(Aim)
Show each line below that contains the string "wall", copying every such line in full. Case counts when matching.
◆ ◆ ◆ ◆
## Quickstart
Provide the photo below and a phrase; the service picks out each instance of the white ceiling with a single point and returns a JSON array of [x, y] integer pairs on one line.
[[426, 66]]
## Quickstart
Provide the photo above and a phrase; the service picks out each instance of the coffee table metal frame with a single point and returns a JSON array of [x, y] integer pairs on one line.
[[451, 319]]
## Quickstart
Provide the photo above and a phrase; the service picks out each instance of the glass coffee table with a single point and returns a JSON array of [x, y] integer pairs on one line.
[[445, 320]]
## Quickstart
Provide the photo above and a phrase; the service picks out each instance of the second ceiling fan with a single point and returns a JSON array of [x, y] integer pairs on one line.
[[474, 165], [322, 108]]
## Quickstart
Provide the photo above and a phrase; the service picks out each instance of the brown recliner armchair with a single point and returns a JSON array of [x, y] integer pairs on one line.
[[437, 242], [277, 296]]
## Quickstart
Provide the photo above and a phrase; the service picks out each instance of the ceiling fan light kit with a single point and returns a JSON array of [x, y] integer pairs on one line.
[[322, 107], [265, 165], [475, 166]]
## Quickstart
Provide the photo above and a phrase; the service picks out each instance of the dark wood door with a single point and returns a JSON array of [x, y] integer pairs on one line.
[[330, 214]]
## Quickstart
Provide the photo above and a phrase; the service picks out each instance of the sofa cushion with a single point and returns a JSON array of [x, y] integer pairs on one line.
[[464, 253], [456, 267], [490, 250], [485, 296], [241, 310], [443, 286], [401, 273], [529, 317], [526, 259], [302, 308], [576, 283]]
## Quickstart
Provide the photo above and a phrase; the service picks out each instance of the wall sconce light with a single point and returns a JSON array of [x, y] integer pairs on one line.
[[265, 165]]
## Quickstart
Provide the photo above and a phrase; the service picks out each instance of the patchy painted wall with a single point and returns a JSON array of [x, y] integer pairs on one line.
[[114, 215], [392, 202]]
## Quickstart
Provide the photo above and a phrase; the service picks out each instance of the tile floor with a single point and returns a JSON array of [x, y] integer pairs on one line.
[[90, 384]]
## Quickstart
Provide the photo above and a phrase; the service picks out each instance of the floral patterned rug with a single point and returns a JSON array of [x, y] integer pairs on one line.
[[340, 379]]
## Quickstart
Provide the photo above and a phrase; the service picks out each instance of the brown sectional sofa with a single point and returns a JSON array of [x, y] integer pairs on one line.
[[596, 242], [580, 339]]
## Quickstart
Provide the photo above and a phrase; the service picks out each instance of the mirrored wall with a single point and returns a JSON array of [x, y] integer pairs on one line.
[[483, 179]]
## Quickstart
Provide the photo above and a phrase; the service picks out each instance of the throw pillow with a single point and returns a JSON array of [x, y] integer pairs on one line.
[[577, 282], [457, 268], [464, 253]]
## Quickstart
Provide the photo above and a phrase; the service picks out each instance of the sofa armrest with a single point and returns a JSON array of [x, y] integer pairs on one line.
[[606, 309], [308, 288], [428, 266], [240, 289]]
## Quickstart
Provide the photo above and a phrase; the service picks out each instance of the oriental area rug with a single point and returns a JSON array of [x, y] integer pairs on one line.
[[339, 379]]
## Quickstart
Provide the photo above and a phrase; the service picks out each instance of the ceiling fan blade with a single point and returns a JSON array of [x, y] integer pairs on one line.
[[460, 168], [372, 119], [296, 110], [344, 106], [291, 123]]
◆ ◆ ◆ ◆
(Correct answer)
Provide the photo above and a phrase; the service picks out each instance of the wall sconce light with a single point and returns a JSON array of [x, y] integer pairs on one line.
Provide the photo above and a phrase; the service picks out each instance of the patchy painted wall with a single point and returns a JSON array of [x, y] integer pairs on one line.
Provide the photo above and a phrase; the service picks out each instance of the mirrored wall with a single point and returns a JSON array of [x, y] integer pairs on one line.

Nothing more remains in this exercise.